begin
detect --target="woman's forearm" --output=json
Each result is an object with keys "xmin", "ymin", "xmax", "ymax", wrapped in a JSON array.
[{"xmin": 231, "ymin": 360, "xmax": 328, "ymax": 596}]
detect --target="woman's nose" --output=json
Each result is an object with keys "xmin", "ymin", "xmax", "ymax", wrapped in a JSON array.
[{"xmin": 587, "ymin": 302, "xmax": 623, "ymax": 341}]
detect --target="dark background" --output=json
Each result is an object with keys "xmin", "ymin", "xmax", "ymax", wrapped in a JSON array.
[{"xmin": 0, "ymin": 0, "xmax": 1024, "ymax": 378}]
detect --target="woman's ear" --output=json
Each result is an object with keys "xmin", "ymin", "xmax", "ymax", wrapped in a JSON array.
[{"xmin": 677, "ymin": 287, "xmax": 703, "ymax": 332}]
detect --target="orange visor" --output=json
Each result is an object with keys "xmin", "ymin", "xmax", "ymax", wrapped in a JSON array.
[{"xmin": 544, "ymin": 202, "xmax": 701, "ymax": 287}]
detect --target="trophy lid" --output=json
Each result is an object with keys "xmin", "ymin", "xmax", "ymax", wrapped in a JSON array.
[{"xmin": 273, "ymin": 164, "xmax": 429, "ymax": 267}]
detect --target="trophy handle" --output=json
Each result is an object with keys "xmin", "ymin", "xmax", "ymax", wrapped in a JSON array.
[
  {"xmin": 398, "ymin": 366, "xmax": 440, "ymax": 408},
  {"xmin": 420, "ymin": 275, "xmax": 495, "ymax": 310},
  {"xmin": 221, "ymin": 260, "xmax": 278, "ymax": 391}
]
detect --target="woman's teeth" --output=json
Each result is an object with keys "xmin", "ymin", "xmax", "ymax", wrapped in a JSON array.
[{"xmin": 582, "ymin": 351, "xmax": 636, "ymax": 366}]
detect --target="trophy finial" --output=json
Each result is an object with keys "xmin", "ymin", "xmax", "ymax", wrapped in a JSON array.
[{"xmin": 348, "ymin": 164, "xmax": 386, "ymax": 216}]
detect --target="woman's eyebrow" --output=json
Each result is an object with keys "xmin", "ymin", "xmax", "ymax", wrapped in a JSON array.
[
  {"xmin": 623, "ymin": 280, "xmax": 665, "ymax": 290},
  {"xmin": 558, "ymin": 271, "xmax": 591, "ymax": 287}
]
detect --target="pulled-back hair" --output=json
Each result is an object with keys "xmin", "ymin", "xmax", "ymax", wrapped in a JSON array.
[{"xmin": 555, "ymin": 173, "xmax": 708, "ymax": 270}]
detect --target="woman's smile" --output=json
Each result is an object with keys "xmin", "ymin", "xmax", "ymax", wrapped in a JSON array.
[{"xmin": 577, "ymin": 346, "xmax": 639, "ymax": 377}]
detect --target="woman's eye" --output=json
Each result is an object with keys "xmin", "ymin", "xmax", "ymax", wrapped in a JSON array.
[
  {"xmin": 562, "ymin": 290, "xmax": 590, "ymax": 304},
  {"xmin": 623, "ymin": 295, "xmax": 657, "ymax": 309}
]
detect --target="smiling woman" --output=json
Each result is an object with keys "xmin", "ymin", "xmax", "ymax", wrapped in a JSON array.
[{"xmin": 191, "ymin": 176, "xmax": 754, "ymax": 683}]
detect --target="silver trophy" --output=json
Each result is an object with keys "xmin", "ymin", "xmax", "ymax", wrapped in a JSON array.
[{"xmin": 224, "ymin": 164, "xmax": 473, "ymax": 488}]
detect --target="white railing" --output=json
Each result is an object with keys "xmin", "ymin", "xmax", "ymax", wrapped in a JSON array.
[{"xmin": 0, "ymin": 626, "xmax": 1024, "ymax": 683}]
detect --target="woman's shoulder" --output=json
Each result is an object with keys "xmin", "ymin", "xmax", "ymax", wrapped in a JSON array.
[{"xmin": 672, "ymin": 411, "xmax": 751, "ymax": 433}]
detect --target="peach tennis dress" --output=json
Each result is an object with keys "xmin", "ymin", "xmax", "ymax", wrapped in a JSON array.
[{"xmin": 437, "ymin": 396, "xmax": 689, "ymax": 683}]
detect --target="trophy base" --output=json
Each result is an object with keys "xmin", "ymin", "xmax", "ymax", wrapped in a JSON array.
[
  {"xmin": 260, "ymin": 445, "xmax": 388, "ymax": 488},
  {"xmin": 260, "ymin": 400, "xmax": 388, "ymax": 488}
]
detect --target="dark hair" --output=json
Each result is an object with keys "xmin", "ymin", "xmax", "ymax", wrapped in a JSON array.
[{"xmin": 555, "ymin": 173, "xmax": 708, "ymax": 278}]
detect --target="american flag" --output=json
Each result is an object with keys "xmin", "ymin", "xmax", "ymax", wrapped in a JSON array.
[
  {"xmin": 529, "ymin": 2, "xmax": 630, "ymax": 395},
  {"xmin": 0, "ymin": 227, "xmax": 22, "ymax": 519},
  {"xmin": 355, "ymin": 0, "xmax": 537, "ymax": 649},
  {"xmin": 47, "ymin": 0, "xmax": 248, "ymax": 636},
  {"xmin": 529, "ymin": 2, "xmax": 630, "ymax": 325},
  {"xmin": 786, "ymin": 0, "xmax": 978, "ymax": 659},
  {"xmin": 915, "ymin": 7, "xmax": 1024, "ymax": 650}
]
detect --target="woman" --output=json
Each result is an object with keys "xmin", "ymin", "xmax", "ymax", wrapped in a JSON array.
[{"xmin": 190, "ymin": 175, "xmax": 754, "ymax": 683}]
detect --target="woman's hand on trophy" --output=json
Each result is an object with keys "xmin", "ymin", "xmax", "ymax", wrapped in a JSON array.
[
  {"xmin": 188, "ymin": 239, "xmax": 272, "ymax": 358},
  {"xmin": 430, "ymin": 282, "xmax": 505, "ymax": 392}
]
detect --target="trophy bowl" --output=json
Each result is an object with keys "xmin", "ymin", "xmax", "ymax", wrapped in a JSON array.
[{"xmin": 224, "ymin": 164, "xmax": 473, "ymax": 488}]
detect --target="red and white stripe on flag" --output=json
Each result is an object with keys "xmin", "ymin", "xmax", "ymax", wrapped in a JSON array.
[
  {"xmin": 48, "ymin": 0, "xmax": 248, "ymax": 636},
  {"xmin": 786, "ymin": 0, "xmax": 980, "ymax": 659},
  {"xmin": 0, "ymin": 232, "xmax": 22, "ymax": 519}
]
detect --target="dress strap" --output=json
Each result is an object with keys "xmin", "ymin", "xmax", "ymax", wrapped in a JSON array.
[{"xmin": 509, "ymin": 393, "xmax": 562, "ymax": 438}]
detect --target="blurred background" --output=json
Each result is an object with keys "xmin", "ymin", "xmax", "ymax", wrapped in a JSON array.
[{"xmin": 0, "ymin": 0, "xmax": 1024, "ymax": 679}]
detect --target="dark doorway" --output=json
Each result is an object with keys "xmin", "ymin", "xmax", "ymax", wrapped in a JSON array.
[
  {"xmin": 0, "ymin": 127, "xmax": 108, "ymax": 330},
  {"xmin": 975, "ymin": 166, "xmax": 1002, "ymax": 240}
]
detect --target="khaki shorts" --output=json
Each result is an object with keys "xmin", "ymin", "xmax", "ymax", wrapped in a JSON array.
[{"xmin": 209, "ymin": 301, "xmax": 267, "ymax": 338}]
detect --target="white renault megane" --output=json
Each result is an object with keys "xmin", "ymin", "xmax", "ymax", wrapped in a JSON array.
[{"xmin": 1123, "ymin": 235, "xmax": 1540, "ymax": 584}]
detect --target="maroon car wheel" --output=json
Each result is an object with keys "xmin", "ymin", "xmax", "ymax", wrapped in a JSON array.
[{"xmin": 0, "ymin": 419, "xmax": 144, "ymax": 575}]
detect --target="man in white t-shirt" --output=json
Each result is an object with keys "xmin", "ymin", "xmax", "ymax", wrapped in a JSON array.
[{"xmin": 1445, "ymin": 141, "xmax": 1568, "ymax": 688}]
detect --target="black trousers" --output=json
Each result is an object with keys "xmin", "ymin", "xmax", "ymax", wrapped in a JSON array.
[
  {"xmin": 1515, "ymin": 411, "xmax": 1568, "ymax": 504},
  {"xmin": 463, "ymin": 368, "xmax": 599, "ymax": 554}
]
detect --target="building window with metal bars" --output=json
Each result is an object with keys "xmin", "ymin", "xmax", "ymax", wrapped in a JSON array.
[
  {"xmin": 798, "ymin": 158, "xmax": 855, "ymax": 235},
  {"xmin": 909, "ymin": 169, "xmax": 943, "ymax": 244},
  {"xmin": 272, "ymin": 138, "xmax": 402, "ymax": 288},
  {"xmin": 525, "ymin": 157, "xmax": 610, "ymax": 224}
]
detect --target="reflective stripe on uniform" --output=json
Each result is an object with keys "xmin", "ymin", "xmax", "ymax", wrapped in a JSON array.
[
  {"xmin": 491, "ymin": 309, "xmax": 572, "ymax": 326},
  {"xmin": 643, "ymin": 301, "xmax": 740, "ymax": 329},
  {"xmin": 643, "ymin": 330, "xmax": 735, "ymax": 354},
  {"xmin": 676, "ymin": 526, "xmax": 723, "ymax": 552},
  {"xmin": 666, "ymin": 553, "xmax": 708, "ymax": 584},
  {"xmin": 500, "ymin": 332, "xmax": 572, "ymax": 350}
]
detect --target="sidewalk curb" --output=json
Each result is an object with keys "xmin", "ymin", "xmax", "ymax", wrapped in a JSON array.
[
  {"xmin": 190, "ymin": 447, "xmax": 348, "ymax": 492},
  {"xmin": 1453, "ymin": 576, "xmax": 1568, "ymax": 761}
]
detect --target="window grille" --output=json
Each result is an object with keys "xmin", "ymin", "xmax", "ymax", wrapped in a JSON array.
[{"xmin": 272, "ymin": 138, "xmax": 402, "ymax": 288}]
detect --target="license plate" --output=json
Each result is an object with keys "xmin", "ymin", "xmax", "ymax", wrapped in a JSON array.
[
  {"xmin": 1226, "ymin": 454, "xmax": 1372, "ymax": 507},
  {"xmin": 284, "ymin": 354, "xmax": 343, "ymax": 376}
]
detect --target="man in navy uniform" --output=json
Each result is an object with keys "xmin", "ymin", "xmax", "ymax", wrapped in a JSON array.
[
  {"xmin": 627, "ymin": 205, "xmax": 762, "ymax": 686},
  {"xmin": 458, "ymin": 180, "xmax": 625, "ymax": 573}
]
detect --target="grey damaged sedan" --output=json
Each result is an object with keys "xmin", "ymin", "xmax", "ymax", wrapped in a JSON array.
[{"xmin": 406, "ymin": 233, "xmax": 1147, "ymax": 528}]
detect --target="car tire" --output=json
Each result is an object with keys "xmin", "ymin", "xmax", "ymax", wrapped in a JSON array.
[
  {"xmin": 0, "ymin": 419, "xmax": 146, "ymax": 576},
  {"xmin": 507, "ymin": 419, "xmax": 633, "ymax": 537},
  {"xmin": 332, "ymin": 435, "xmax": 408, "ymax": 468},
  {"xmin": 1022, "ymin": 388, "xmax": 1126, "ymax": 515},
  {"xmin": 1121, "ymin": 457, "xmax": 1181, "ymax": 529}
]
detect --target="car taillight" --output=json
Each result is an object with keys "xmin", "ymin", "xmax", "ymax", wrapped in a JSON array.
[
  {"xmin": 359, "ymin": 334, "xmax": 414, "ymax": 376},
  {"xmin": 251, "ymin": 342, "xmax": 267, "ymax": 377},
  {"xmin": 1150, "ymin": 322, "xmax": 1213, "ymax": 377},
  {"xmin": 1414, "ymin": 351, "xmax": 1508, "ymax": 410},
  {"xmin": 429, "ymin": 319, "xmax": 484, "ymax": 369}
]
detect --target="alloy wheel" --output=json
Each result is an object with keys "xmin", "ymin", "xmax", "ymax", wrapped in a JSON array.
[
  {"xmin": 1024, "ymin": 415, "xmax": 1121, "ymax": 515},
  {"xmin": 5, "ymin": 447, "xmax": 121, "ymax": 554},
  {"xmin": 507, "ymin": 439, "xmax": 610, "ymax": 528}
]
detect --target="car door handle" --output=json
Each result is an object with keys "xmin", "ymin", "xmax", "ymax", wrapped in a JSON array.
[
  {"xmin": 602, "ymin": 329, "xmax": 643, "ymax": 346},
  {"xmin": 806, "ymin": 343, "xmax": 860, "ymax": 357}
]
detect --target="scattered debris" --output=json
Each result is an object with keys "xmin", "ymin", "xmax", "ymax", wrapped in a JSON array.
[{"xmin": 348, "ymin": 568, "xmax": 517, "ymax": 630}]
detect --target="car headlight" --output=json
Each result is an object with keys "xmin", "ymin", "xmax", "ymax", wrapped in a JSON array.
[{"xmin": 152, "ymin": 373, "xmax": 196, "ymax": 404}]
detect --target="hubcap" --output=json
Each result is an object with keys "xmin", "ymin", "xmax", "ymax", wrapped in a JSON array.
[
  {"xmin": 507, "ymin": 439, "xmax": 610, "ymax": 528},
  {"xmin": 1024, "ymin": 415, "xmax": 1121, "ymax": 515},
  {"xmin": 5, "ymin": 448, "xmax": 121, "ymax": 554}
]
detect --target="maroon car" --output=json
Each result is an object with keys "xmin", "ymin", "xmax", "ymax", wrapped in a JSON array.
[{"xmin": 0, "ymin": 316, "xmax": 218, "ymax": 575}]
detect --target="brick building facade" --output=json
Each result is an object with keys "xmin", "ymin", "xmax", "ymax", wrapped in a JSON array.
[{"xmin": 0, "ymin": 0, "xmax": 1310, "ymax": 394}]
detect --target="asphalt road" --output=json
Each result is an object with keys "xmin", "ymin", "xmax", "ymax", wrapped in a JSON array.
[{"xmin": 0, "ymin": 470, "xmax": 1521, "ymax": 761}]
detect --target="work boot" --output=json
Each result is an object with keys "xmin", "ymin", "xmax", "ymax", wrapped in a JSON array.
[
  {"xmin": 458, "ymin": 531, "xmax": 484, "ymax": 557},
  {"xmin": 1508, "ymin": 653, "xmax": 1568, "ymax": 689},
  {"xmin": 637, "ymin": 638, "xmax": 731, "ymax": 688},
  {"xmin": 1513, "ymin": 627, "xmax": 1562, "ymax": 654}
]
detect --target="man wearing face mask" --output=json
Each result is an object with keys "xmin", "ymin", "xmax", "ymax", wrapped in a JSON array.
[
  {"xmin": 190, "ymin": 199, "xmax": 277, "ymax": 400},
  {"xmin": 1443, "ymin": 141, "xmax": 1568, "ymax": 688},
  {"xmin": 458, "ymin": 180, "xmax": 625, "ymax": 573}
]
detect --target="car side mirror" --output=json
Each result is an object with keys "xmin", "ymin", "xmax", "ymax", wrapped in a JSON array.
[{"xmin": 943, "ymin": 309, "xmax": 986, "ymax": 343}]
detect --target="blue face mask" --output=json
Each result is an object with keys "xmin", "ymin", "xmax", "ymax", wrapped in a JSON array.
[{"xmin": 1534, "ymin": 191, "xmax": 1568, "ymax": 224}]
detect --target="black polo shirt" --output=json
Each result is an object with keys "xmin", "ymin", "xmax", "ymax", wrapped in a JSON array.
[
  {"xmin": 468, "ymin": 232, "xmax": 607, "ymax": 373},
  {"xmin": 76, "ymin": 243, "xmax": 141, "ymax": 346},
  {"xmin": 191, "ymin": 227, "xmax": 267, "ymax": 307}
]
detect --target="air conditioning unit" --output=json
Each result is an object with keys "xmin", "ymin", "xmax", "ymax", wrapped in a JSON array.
end
Given problem
Gather every line in the items above that contains the string "background", and copy each one unchanged.

The response
detect --target="dark background" --output=json
detect --target="blurred background" --output=json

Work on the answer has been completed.